● What to work on
Would you please output all the records exactly as given? Pictures should not appear in the copy.

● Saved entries
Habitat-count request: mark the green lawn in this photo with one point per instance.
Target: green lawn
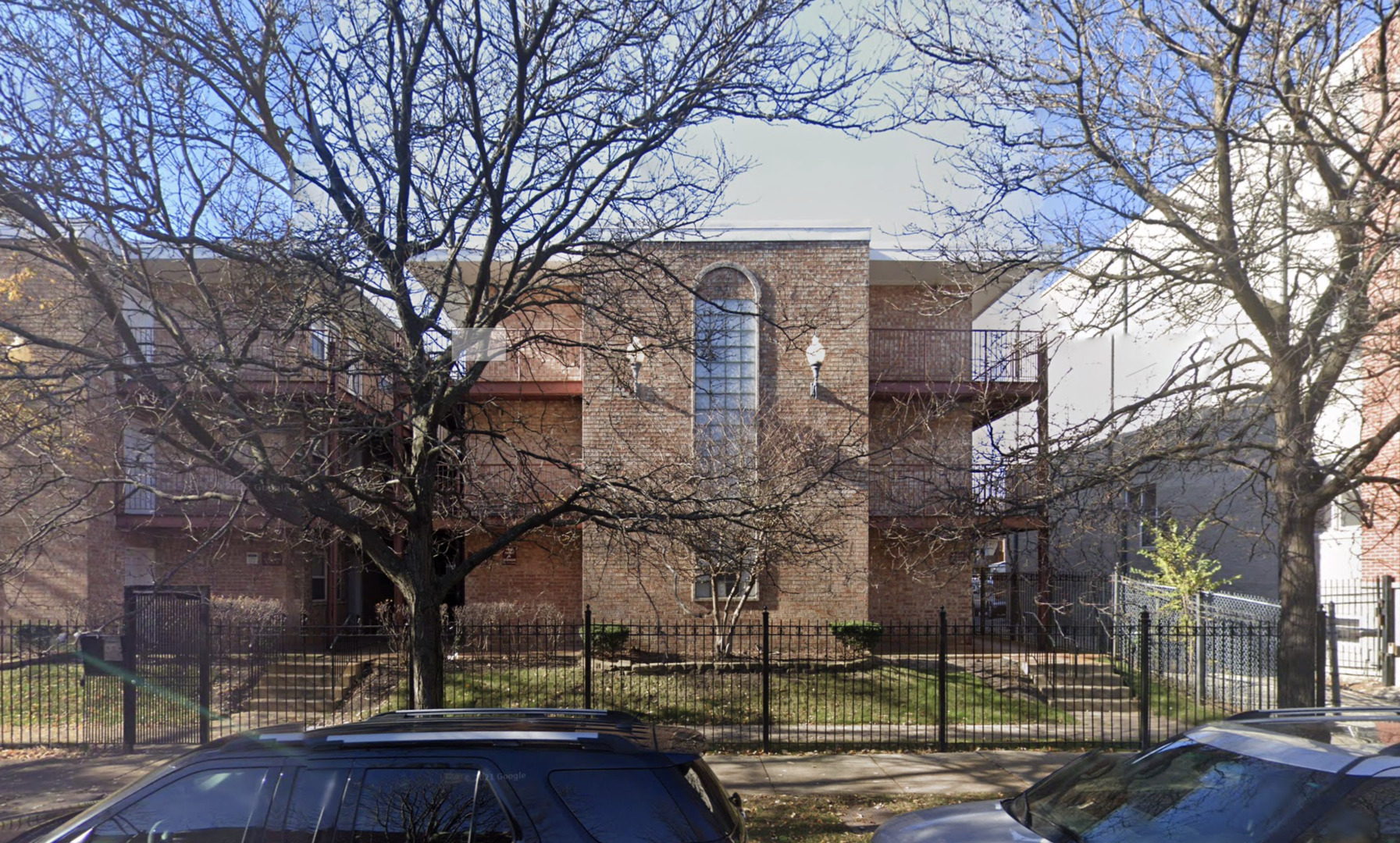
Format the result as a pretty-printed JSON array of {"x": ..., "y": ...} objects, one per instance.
[
  {"x": 832, "y": 818},
  {"x": 885, "y": 695},
  {"x": 1174, "y": 700},
  {"x": 58, "y": 698}
]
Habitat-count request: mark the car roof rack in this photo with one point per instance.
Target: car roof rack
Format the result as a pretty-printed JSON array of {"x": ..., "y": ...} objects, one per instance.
[
  {"x": 1332, "y": 713},
  {"x": 549, "y": 716},
  {"x": 619, "y": 731}
]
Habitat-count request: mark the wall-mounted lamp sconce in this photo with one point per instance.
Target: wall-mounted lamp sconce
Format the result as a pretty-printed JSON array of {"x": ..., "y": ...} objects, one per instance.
[
  {"x": 636, "y": 357},
  {"x": 815, "y": 357}
]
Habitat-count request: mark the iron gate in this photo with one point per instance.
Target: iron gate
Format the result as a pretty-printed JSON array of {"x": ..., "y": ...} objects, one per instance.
[{"x": 167, "y": 657}]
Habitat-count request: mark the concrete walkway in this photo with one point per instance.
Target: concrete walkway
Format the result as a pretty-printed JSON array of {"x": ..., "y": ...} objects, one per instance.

● Completed task
Habitat-count request: mark the green lawn in this photo with one point per instance.
Target: green lawn
Format the result as a pretty-printed JSON array of {"x": ..., "y": ...} objects, one per instance.
[
  {"x": 832, "y": 818},
  {"x": 885, "y": 695},
  {"x": 1174, "y": 700},
  {"x": 58, "y": 698}
]
Habitat-count request: mark the car roof rack in this photo with one point per instance.
Target: car roof rack
Format the result as a pretty-printed JSON array of {"x": ..., "y": ...} objects, one per instance.
[
  {"x": 1332, "y": 713},
  {"x": 549, "y": 716},
  {"x": 619, "y": 731}
]
Habitat-count request: mark the wall-mounted lamp sconce in this photo with one point per instance.
Target: wall-mounted lamp sconce
Format the result as a pretty-printed JSON array of {"x": ..., "y": ...} objects, one per instance.
[
  {"x": 636, "y": 357},
  {"x": 815, "y": 357}
]
Habitat-count request: mark the iron gate in this photo with one point per instance.
Target: iron gate
Format the result as a pretty-printed JSON array of {"x": ..., "y": ...} objects, one per instance.
[{"x": 167, "y": 657}]
Habitat-count request: mark the concrete walkway in this photo with one point per instance.
Target: concrete walkway
Format the result as a pretty-printed JSON array of {"x": ..., "y": ...} objects, one per instance.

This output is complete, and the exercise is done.